TASK DATA:

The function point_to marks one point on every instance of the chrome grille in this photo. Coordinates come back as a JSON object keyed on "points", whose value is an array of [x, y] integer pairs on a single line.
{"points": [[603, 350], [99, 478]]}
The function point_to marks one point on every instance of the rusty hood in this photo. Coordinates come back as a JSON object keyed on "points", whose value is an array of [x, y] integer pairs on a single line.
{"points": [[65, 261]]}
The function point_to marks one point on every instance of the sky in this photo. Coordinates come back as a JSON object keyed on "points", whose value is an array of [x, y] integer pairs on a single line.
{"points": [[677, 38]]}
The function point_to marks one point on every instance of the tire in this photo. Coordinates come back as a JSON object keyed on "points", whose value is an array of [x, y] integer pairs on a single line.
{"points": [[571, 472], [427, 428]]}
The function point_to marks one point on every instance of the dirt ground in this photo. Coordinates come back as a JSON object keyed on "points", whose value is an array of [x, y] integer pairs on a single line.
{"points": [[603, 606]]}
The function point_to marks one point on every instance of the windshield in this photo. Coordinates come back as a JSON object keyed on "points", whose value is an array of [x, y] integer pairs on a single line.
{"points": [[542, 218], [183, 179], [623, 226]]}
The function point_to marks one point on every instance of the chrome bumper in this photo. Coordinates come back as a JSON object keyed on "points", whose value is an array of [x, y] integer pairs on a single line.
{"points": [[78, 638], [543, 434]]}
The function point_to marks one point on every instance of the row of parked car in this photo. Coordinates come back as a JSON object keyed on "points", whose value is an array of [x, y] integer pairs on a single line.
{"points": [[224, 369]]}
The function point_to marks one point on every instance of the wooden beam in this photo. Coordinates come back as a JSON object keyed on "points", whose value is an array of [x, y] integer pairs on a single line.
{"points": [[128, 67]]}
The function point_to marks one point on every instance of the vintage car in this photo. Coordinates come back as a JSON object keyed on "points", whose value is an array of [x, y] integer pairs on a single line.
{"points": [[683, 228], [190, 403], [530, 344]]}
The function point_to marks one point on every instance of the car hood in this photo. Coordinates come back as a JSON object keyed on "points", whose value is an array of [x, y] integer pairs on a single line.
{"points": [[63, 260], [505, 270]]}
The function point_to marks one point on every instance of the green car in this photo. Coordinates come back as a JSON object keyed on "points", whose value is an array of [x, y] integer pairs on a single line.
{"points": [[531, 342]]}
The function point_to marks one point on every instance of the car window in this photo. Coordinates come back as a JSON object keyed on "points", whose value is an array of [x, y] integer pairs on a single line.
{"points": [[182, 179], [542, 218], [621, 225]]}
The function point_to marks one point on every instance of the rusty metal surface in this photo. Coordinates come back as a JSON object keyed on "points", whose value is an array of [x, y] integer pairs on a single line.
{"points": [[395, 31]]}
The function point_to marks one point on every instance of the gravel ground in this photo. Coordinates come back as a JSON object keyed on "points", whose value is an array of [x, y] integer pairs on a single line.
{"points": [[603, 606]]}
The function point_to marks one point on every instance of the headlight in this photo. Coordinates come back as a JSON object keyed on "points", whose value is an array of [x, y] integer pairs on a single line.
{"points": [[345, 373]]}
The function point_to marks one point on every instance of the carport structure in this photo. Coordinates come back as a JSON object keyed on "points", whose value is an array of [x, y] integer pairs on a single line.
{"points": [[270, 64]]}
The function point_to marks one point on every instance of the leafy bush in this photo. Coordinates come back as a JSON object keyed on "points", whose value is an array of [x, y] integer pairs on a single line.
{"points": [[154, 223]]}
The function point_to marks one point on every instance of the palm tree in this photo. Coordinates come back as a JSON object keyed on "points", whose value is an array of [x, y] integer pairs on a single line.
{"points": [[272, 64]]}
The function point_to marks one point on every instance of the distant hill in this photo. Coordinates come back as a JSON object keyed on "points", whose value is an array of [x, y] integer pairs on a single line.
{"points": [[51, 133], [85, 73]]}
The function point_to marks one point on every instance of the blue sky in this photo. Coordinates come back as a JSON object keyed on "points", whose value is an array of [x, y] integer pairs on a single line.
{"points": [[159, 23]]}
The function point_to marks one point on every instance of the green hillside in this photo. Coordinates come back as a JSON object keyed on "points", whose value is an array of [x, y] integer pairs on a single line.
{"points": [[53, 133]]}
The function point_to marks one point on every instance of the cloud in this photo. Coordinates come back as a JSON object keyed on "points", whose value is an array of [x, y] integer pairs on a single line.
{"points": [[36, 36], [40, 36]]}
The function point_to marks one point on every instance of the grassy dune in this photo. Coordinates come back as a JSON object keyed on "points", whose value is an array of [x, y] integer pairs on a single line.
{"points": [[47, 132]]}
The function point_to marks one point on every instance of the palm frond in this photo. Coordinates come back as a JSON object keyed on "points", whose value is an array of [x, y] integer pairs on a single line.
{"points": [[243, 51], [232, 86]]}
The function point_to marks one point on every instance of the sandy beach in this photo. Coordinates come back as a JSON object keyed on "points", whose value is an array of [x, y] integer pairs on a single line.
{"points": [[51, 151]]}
---
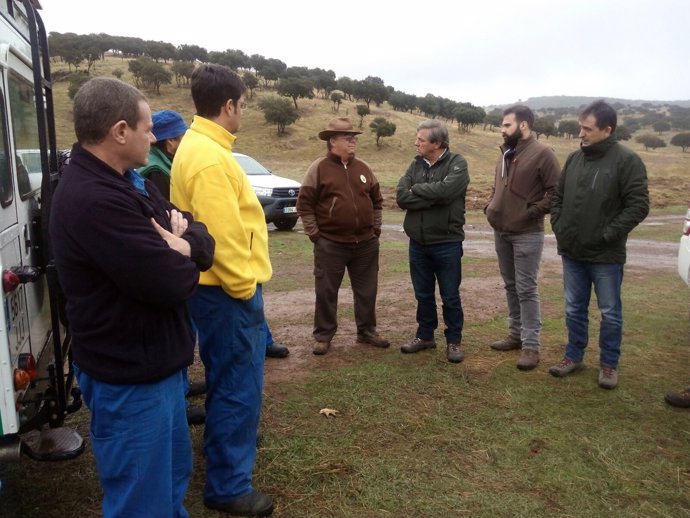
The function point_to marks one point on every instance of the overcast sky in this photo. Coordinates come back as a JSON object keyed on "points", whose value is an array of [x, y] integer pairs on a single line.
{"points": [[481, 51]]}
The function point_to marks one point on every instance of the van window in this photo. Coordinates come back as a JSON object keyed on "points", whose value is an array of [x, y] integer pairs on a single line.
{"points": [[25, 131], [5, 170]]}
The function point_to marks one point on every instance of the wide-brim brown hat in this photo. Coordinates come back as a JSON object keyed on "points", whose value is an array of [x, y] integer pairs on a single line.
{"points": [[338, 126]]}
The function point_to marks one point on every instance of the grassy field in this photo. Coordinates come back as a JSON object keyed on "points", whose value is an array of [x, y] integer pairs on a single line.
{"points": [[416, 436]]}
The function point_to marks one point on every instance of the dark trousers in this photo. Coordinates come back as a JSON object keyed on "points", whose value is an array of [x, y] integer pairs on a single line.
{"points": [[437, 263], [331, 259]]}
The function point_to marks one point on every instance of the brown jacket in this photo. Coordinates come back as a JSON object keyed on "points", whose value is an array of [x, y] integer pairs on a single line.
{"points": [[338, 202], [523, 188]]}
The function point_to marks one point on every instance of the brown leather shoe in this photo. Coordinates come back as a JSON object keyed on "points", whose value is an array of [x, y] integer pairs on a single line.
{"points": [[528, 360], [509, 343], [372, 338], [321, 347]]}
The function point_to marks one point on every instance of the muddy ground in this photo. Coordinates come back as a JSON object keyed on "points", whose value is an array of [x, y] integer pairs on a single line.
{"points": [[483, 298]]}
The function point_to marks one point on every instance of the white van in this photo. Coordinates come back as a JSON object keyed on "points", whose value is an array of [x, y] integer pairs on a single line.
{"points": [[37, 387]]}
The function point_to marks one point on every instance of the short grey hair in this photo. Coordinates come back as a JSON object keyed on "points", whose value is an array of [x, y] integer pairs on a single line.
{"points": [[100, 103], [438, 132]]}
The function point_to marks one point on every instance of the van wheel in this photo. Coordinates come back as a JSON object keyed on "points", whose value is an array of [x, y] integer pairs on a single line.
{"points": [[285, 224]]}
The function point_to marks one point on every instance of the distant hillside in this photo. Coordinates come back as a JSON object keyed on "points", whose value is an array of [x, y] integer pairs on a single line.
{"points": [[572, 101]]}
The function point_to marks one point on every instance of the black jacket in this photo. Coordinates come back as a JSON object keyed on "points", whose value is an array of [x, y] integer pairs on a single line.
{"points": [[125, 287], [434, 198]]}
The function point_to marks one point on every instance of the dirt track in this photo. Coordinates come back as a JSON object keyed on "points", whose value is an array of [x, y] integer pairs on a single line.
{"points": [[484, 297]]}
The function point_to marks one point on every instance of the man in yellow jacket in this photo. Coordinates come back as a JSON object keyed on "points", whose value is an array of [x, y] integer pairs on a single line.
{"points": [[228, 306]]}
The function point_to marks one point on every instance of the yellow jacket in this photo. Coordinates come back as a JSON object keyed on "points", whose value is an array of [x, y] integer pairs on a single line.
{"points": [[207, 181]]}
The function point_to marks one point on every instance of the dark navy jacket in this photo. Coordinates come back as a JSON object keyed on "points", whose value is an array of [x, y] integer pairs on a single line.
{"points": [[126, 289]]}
* * *
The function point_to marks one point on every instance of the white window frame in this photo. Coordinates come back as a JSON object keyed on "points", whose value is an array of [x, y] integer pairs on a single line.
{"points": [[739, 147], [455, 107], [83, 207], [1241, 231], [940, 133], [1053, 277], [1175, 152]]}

WHAT TO DO: Pick out and copy every line in the listing above that contains the string "grassy". The match is case-sensitive.

WRITTEN REPLY:
The function point_to marks one point on every instance of the grassy dune in this photo. Coordinates come back as a JSON object keyed on "points", whose value is an array of [x, y] integer pairs on a single line.
The function point_to marks one point on every instance of the grassy field in this photo. Coordinates come back as a JSON object keyed on "points", whose value is an array of [x, y] integer pairs on a single line.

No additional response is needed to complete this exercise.